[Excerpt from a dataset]
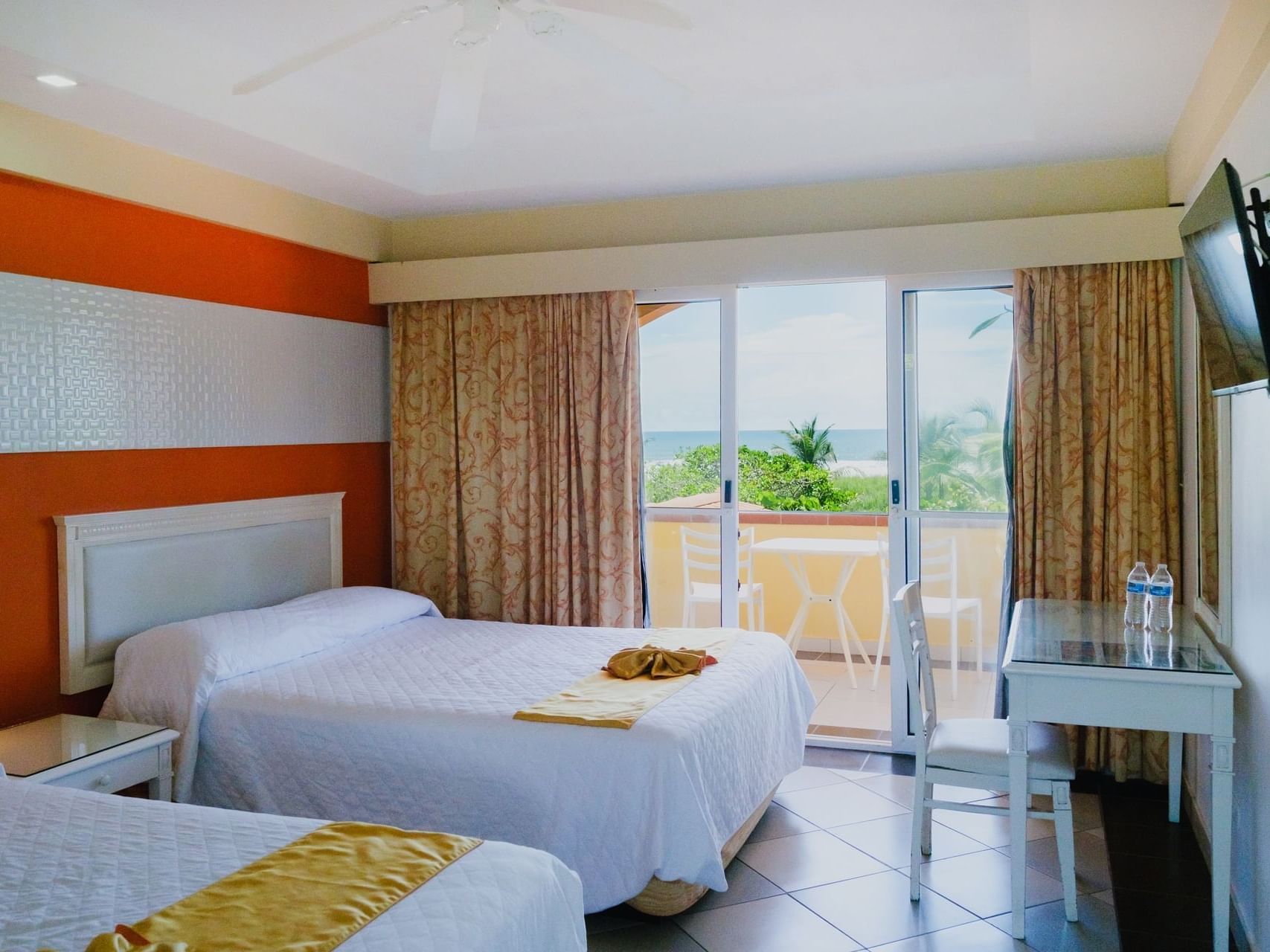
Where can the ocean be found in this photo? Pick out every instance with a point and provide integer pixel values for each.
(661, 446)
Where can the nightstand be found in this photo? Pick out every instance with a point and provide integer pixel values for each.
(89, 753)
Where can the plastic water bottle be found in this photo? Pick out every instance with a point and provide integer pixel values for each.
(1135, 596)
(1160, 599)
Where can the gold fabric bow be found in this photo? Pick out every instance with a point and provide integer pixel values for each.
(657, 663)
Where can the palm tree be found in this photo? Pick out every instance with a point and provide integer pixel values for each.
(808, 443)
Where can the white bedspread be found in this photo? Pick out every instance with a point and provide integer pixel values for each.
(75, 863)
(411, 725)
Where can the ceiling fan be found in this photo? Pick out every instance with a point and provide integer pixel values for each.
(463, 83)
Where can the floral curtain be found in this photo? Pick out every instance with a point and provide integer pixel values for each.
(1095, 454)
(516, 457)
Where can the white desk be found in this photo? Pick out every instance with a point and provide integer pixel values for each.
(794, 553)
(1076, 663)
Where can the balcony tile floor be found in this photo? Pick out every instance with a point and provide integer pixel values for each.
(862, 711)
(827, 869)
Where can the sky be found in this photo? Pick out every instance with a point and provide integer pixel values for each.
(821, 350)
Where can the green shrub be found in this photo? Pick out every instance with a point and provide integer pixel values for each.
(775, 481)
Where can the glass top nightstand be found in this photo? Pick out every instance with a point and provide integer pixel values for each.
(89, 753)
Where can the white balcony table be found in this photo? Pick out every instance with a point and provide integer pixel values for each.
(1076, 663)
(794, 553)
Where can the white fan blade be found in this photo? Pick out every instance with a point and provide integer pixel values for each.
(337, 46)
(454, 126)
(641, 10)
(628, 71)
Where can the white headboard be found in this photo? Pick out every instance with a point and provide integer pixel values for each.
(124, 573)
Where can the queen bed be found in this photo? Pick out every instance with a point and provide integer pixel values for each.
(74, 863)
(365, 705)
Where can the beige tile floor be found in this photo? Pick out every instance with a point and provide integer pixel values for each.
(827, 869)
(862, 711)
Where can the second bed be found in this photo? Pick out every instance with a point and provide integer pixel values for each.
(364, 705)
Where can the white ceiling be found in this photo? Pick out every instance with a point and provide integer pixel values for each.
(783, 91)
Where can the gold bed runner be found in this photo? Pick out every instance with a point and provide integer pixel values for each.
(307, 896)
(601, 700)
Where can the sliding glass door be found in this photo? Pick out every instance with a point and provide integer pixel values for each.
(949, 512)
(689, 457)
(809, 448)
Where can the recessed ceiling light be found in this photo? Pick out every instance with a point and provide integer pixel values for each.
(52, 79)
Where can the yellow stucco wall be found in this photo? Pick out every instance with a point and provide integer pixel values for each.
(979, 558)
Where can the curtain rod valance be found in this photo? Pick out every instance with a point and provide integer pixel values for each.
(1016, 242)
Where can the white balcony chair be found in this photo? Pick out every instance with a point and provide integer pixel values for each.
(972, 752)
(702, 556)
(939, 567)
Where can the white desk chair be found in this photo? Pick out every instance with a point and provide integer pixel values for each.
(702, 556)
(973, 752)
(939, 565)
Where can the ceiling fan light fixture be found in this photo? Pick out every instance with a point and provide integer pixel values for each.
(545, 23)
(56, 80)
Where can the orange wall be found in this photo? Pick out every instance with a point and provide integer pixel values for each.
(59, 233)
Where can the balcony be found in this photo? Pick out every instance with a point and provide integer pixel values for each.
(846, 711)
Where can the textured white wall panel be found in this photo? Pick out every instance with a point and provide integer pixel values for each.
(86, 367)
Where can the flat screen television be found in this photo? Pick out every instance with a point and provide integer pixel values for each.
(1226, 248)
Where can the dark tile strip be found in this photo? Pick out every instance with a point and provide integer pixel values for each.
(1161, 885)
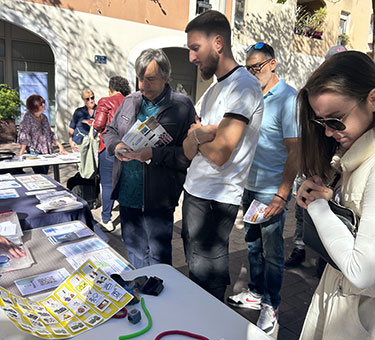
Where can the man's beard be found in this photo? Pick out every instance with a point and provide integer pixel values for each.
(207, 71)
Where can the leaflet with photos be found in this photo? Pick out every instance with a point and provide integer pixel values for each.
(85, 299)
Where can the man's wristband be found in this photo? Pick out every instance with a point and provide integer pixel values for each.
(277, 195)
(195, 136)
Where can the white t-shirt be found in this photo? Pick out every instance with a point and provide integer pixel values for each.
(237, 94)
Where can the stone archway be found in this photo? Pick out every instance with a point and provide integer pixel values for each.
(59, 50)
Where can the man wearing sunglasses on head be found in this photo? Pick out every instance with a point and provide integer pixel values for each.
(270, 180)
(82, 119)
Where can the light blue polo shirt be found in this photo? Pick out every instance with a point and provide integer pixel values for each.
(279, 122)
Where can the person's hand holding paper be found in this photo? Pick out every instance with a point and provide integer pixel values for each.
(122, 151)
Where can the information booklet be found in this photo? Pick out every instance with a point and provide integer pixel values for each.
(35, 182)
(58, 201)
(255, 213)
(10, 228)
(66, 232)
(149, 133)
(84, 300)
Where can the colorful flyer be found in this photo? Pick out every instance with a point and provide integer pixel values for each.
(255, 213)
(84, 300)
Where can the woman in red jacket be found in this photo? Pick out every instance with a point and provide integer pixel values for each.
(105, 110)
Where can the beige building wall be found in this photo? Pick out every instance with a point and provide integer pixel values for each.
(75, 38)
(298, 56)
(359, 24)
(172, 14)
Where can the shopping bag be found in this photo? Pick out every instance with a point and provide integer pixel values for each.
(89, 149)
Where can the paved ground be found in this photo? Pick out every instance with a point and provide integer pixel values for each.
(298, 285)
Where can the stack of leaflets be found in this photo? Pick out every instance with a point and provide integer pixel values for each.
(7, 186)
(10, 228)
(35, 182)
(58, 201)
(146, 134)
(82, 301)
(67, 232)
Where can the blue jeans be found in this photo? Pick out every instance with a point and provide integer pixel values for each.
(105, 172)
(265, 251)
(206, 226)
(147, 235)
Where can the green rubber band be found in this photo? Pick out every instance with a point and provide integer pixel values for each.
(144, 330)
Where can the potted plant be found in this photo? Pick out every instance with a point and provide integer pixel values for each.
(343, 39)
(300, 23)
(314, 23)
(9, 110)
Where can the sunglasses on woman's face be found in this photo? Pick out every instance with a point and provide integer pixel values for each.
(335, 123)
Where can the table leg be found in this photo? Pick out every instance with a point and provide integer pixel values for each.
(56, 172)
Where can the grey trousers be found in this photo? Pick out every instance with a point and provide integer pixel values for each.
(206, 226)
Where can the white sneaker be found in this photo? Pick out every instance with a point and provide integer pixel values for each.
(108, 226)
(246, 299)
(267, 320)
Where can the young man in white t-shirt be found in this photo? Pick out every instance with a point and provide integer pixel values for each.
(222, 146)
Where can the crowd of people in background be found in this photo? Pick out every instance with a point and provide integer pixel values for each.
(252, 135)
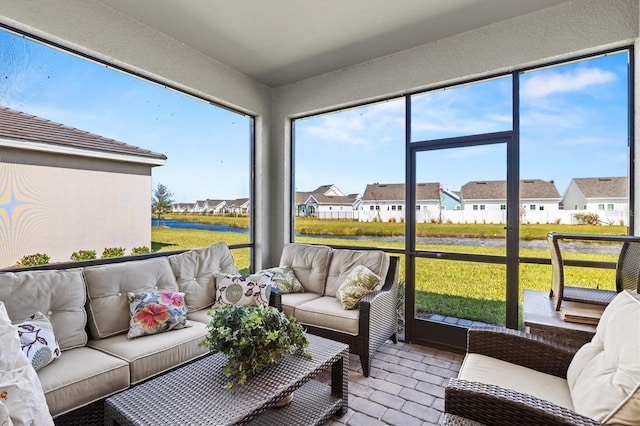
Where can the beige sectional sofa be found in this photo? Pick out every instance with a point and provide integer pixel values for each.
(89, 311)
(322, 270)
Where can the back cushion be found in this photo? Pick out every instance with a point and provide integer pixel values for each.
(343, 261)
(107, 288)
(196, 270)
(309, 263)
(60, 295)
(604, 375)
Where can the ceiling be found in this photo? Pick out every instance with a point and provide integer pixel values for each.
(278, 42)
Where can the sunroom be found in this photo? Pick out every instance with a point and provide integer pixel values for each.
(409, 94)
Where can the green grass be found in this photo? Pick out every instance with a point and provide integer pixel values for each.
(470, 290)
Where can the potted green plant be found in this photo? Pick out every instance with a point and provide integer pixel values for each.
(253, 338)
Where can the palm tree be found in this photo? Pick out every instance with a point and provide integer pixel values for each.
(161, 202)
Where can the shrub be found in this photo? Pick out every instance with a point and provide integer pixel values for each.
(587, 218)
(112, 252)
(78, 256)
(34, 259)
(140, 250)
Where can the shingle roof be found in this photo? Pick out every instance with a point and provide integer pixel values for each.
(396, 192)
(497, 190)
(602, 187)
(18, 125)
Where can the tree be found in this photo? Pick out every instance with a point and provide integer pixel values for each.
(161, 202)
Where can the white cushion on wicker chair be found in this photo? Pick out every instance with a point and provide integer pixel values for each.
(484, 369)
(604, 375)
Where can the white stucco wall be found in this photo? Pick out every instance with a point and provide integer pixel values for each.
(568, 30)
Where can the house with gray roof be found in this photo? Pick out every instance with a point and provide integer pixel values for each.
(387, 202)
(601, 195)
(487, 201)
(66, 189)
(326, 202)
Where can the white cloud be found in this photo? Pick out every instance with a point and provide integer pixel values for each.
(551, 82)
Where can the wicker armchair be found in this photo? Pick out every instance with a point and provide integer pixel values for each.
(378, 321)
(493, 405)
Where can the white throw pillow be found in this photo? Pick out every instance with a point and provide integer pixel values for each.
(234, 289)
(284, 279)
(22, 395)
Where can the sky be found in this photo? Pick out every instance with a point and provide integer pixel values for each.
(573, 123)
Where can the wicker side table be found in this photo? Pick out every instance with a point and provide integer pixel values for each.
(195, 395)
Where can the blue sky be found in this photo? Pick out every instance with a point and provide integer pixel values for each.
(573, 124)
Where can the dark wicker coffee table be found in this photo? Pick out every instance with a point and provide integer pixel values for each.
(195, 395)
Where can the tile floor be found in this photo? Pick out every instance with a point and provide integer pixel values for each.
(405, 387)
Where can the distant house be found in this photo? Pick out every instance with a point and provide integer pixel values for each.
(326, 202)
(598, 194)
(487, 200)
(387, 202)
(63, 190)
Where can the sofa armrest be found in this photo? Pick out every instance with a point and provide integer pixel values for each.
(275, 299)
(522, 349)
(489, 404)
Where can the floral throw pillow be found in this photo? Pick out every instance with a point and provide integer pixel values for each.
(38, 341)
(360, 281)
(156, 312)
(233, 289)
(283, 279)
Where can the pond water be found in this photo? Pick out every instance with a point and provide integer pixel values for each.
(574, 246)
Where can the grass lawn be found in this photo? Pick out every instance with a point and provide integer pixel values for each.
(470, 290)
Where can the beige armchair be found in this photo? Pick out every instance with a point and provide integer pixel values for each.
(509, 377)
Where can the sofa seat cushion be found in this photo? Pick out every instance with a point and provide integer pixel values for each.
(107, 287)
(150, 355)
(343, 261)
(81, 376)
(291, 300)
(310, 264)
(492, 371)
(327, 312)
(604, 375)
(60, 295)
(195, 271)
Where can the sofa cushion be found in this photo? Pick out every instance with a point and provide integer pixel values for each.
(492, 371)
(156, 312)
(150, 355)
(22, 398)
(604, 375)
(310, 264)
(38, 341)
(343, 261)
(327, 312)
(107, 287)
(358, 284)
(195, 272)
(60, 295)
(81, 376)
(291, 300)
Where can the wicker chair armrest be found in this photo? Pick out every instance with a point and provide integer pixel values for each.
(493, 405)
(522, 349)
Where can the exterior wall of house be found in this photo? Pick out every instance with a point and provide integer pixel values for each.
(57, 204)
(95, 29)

# Stated problem:
Quote only the lines from the one containing "Where can the dark wicker" through the final line of the records, with both ends included.

# Solution for this problem:
Where can the dark wicker coffee table be found in this photo? Pick out every instance with a point and provide integer pixel values for each.
(195, 395)
Where can the tile floor be found in this photo? Pick out every instance with a point and provide integer pixel values for each.
(405, 387)
Where can the distant house be found in this photo? Pick out every instance with a point and provide integer pixel values for each.
(326, 202)
(598, 194)
(487, 200)
(387, 202)
(63, 190)
Where can the sofa armrest be found in this photo? Pick out every instance with a point and provide integer pixel values for each.
(275, 299)
(522, 349)
(489, 404)
Where can the floral throw pillow be found in this photo? Pick out every instance with a point and provide integer pixel values for each.
(38, 341)
(360, 281)
(156, 312)
(233, 289)
(283, 279)
Where can the pond water be found in this photo? Pick out every instance with a point and provide integer pixel values for each.
(574, 246)
Where can the grass lawn be found in this photo? Pick out every instance with a point and provide integer pixel values for each.
(470, 290)
Where can the beige armchair be found in this photo? Pick out every instance with a point and provide integer pixel values for each.
(509, 377)
Where can the sofa seat cushion be found in this photo? Pick out every instance with a point and provide integer pixel values for each.
(107, 287)
(150, 355)
(343, 261)
(81, 376)
(291, 300)
(310, 264)
(492, 371)
(327, 312)
(604, 375)
(60, 295)
(195, 271)
Where can the sofa cushion be found in this photo? Pick out every instance with a point and provide integer pixel values for each.
(492, 371)
(156, 312)
(150, 355)
(22, 398)
(604, 375)
(310, 264)
(38, 341)
(343, 261)
(327, 312)
(107, 287)
(358, 284)
(195, 272)
(60, 295)
(81, 376)
(291, 300)
Where can the wicker chair armrest be found in this photo? Pick out every instance with a point and provide integer pixel values for each.
(493, 405)
(522, 349)
Where can the exterior wall of house be found in this photo? Pick out every instance with a point and provide integer pixel values for each.
(57, 204)
(95, 29)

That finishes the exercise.